■ Source extract
Content starts

The majority of Kenyans are in the lower income group, literally living from hand-to-mouth. These folk have very low purchasing power for any kind of services. In matters of health, they are solely dependent on overstretched public services.

They have very limited choices if they ever wished to access better care elsewhere. Little wonder then that our grim healthcare statistics are disproportionately represented by the poor.

It is obvious that the inequality of healthcare access to all Kenyans is unfair. We cannot stand by and wait till the year 2030 when the vision for equitable and affordable healthcare will apparently be realized. Granted, there are many ongoing initiatives both from the government, the private sector and other stakeholders aimed at improving health for all Kenyans. Such efforts are to be commended, but translating visions and missions into reality can sometimes be a pipedream.

If in the lower socio-economic group, there’s plenty you can do yourself to improve your health instantly. Waiting for projected visions to be achieved at some point in the future may never turn out to be good for you, you may be already dead. Start by taking stock of your current health, and take steps to improve what is under your control.Avoid unhelpful social barriers to health-seeking behavior. Some arguments are just ridiculous. Big Sam is not too interested in distributing vaccines disguised as unwanted contraceptives. You must take advantage of preventive public health initiatives that include immunizations, free mosquito nets, free maternity services etc.

There are ways to deal with the inevitable out of pocket costs associated with healthcare. Take full advantage of the NHIF program, this will add up to defray part of your cost and enable access to better quality facilities. Look out for low cost health insurance being fronted by profitable companies as part of their corporate social responsibility. Some insurance schemes meant for the lower end of the market cost a few shillings a day, and can enable you to access a multitude of healthcare facilities.

Content ends

■ What you need to do
Please list the preventive public health initiatives that the healthcare text names as examples. The entries below were taken from a separate source and are unrelated to the healthcare text.

Stored data entries
Content starts

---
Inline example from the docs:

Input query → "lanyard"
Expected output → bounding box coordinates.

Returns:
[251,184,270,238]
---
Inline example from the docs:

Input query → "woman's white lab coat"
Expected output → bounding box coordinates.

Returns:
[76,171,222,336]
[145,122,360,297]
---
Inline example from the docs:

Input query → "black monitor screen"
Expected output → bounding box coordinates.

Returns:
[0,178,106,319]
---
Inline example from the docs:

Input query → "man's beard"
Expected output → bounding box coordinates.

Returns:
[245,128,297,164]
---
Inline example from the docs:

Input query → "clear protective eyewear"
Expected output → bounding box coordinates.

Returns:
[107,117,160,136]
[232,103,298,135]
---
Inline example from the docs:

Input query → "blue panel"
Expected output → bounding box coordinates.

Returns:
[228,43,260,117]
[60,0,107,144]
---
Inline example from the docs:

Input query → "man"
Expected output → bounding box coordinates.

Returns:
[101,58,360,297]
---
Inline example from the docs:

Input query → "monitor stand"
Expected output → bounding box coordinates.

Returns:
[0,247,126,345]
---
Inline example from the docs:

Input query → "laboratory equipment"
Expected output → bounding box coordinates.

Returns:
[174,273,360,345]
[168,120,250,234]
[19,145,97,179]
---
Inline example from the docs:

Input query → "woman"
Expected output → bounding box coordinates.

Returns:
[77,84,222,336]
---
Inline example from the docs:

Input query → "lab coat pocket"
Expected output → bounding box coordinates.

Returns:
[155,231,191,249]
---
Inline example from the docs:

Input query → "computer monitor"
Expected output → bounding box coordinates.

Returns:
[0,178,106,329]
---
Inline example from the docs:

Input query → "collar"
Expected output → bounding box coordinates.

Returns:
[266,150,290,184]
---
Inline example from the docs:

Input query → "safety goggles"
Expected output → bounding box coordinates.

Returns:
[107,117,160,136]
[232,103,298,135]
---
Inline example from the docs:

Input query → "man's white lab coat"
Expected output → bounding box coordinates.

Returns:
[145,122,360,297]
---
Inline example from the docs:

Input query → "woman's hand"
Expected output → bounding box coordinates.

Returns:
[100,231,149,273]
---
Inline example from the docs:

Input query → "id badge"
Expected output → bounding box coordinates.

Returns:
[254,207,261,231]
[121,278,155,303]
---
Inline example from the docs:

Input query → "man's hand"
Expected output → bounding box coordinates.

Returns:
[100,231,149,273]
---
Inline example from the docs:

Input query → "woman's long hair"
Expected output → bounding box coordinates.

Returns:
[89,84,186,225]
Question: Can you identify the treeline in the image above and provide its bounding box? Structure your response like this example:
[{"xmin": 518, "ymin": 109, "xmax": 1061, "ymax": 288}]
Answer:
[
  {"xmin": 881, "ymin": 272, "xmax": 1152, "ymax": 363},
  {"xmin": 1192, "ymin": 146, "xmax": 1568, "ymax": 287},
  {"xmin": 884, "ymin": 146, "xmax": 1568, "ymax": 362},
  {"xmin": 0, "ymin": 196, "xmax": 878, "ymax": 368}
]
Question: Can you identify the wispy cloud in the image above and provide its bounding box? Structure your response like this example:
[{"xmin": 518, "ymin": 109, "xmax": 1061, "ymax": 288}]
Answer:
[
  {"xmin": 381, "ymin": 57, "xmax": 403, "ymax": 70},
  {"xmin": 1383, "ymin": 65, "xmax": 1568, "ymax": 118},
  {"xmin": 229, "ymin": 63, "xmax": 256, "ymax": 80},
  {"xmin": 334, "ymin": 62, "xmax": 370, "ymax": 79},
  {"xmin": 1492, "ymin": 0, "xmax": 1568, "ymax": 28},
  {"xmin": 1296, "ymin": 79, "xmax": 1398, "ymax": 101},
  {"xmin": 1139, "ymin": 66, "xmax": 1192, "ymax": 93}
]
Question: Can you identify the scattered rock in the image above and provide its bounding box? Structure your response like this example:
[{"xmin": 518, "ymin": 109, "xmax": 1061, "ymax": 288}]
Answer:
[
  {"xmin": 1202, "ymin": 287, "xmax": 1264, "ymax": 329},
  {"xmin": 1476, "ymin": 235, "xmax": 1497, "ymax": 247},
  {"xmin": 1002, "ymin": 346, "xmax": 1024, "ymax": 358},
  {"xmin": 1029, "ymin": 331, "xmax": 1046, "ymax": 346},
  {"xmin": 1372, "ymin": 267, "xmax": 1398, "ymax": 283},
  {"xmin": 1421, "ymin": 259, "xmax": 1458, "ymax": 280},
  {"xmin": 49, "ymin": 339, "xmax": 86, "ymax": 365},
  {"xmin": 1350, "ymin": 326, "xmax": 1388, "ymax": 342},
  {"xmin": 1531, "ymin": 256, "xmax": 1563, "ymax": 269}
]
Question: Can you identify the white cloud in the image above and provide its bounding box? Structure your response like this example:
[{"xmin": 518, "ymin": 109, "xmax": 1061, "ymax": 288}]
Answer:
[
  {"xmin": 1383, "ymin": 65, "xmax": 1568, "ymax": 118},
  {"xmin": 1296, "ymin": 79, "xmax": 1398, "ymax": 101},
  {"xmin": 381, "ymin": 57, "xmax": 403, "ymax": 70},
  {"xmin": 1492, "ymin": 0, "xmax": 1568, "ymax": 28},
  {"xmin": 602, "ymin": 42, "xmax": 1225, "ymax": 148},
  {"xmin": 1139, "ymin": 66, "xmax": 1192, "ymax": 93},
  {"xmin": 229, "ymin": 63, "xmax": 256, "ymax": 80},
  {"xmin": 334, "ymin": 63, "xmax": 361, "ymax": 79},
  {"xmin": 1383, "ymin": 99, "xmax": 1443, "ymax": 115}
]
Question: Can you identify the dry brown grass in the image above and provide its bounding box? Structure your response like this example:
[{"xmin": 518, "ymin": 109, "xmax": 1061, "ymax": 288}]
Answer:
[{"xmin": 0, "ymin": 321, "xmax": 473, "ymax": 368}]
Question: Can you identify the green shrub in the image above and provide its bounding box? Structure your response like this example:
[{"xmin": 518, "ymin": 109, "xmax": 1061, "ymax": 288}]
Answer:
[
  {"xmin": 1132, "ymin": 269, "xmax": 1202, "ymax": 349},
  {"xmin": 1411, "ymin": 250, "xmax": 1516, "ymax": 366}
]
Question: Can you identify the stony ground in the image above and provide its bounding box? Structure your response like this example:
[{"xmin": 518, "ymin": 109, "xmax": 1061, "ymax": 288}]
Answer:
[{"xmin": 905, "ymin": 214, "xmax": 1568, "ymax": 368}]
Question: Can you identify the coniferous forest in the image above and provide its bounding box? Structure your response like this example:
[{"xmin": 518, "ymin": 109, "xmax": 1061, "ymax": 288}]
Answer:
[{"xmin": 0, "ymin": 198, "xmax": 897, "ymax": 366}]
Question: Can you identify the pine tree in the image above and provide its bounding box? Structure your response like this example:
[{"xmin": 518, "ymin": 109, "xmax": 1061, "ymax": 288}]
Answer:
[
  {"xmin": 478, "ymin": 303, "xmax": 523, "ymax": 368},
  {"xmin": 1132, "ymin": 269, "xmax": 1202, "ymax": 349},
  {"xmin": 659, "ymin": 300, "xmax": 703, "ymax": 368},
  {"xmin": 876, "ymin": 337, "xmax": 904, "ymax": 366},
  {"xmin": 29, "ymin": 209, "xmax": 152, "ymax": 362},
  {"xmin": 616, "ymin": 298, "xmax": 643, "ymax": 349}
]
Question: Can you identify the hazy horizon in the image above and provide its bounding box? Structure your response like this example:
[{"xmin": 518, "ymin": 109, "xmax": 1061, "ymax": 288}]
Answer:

Content ends

■ Solution for this problem
Immunizations, free mosquito nets, free maternity services